### Direction
Please reproduce each of the rows below verbatim, line for line, with no changes.

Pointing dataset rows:
----

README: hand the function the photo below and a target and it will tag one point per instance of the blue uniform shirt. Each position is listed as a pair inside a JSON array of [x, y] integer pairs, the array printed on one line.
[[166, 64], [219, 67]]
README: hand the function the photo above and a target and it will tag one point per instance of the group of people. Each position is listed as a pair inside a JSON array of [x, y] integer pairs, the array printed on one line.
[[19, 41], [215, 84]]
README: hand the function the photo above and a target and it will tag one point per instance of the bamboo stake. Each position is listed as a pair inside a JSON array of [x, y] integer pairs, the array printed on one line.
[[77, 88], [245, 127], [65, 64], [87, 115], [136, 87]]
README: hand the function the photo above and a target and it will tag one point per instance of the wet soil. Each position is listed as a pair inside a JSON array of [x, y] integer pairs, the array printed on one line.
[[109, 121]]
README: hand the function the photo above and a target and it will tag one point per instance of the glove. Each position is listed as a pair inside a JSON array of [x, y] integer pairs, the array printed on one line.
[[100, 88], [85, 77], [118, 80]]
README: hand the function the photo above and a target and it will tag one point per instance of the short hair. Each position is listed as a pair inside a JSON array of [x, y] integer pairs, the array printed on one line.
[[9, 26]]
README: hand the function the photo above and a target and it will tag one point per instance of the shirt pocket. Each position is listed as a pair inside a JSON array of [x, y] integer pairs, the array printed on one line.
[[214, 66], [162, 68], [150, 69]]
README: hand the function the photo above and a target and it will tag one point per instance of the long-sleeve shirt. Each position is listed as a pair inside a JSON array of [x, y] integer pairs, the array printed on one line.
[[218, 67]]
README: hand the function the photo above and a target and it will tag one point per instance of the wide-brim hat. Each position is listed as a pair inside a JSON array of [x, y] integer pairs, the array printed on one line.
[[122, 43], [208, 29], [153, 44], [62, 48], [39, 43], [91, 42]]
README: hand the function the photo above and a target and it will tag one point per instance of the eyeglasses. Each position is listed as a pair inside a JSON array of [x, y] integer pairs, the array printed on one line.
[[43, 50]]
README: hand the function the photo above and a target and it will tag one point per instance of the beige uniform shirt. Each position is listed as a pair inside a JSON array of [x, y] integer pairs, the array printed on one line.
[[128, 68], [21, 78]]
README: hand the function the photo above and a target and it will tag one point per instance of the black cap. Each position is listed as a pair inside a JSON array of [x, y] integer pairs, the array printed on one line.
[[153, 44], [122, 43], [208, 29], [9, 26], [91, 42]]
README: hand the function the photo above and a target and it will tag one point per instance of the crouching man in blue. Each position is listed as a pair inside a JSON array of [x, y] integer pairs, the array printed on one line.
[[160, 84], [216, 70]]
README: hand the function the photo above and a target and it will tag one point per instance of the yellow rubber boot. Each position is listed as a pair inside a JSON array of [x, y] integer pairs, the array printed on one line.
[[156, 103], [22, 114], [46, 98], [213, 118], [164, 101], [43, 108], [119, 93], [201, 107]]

----

### Output below
README: hand the function the photo below and a target and it will tag one point per instance of the blue uniform shirt. Each position is listed as a pair inside a JSON array of [x, y] integer pairs, the array printed on one line.
[[166, 64], [219, 67]]
README: hand the function the photo above and a target and it will tag one point per instance of the group of people. Each position is listed as a pair inside a JSON array of [x, y] integer pairs, the array printed on one line.
[[19, 41], [215, 84]]
README: hand the function the photo above and a target and it will tag one point per instance of the bamboo stake. Each position is listed as a pair inside a JSON array of [x, y] integer pairs, the array printed on one line.
[[77, 88], [245, 127], [65, 64], [87, 115], [136, 87]]
README: hand the function the photo above and a target and it will tag one point per instance of the wet soil. Each position is listed as a pair inside a JSON array of [x, y] integer pairs, the array printed on one line.
[[109, 121]]
README: hand the function the photo above and a target and it will tag one point per instance of the glove. Each position is listed as a pair inside a JSON array of [x, y] integer pairs, the array printed on one line.
[[100, 88], [85, 77], [118, 80]]
README: hand the function the photo above and a target and it will tag one point per instance of the short hair. Each position is listed as a pair inside a JSON array of [x, y] integer pairs, the array printed on one line.
[[9, 26]]
README: hand the function the photo above and a target and it will tag one point per instance of the shirt pocket. Each position is listed as a pair inside a JSON array of [x, y] integer pairs, the array printed on one line.
[[214, 66], [162, 68], [150, 69]]
README: hand the function the photo above and a target and it will tag one point per instance of the long-sleeve shirt. Each position is listed as a pair inside a JSON array of [x, y] integer pairs, the array printed on one line.
[[218, 67]]
README: hand the function the photo above and a target and it will tag one point per instance of the wide-brim hat. Each position is listed as a pair inside a JSON array of [x, y] integer pairs, the array printed on one line.
[[122, 43], [208, 29], [153, 44], [62, 48], [39, 43], [91, 42]]
README: hand the function the photo above and a target and it will tag one point per instance of the eyeglasses. Each position is listed as a pair inside a JSON array of [x, y] integer pairs, the array printed on one line.
[[43, 50]]
README: hand the function the photo above and a target and it will tag one point per instance of the beige uniform shirt. Each position is listed as a pair inside a JSON array of [x, y] integer pairs, the array printed on one line.
[[128, 68], [21, 78]]
README: hand the function the photo above and a target and it will tag one point per instance of the black cap. Each position is listed as a pair inside a JSON array of [x, y] integer pairs, the array printed on one line.
[[153, 44], [122, 43], [208, 29], [9, 26], [91, 42]]
README: hand the function the photo above and a target and it will tag one point per instance of the crouching man in blue. Each position is listed as a pair inside a JSON array of [x, y] integer pairs, the array printed on one line.
[[160, 84], [216, 70]]
README: hand the function the photo above and a target and it will tag one point per instance of the yellow rubber boot. Each position is listed as a pair inside a JSON array of [x, y] integer pairs, the array printed on one line.
[[156, 103], [22, 114], [46, 98], [213, 118], [164, 101], [43, 108], [119, 93], [201, 107]]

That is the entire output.